▶ **Given passage**
The Comparative Studies in History and Society (CSHS) MA program provides a comprehensive and advanced introduction to major methodological, thematic, and theoretical approaches to history, drawing on related disciplines and the broad faculty expertise at Koç University in the humanities and social sciences such as sociology, gender studies and political science. In particular, the program offers an integrated comparative historical approach that allows students to gain a broader and deeper understanding of historical processes in the Middle East, Africa, Central and Eastern Europe, the Mediterranean basin, and East and South Asia from the early modern period to the present.

▶ **List of tasks**
1 - In the CSHS description, list the related disciplines given as examples after the words "such as."
2 - According to the CSHS description, are these statements correct? (a) The program covers history from the early modern period to the present. (b) The program is offered at the doctoral level. (c) The program draws on faculty expertise at Koç University. Answer yes or no for each and quote the words that decide it.
3 - Reproduce the CSHS description between "The Comparative Studies" and "to the present.", inclusive, substituting "degree" for every occurrence of "program".
The data after the CSHS description is not needed here.

▶ **Data shown**
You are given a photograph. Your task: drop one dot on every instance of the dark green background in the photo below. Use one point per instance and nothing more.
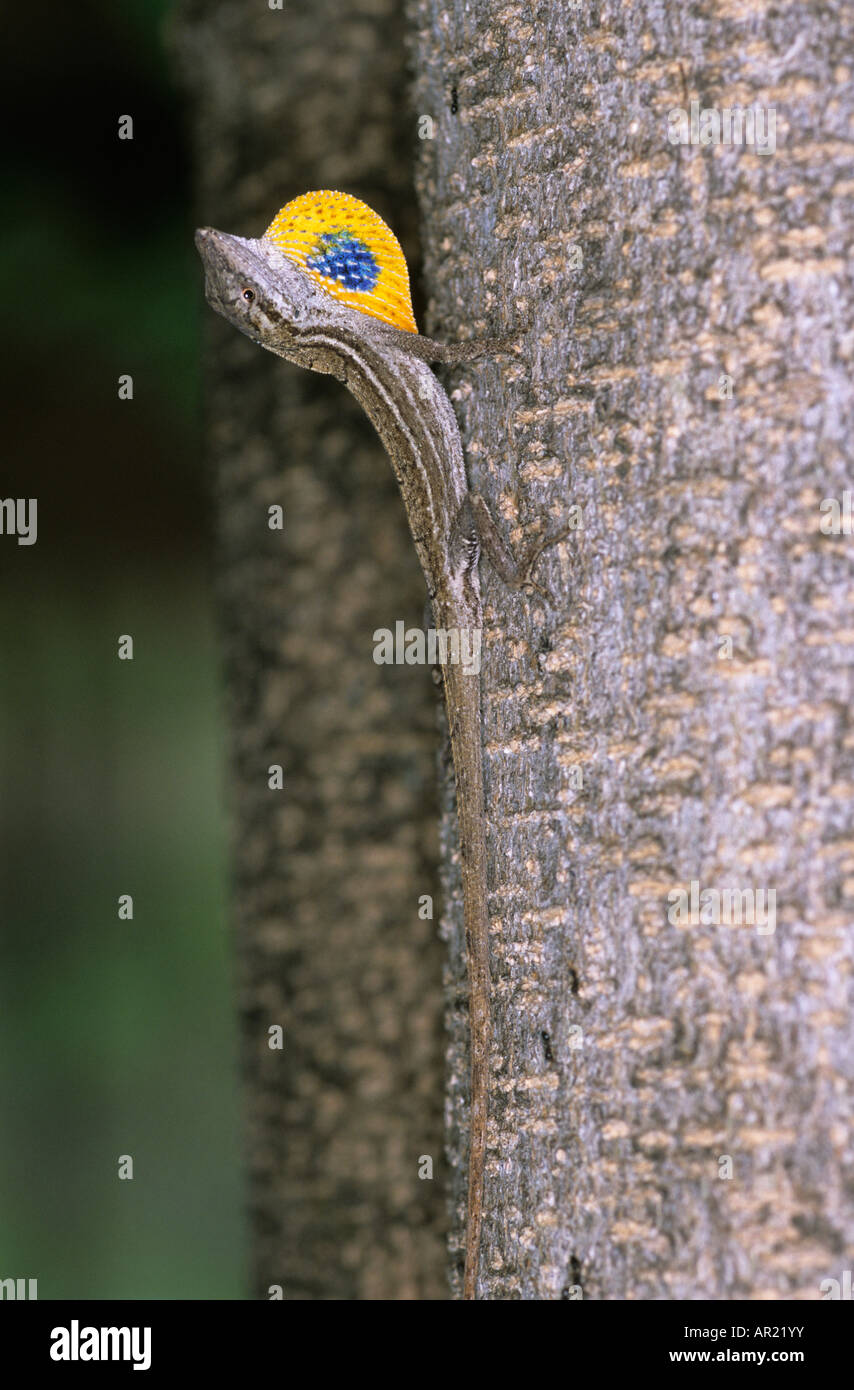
(116, 1037)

▶ **Per-task outputs**
1 - sociology, gender studies, political science

2 -
(a) Yes: "from the early modern period to the present."
(b) No: "MA program."
(c) Yes: "the broad faculty expertise at Koç University."

3 -
The Comparative Studies in History and Society (CSHS) MA degree provides a comprehensive and advanced introduction to major methodological, thematic, and theoretical approaches to history, drawing on related disciplines and the broad faculty expertise at Koç University in the humanities and social sciences such as sociology, gender studies and political science. In particular, the degree offers an integrated comparative historical approach that allows students to gain a broader and deeper understanding of historical processes in the Middle East, Africa, Central and Eastern Europe, the Mediterranean basin, and East and South Asia from the early modern period to the present.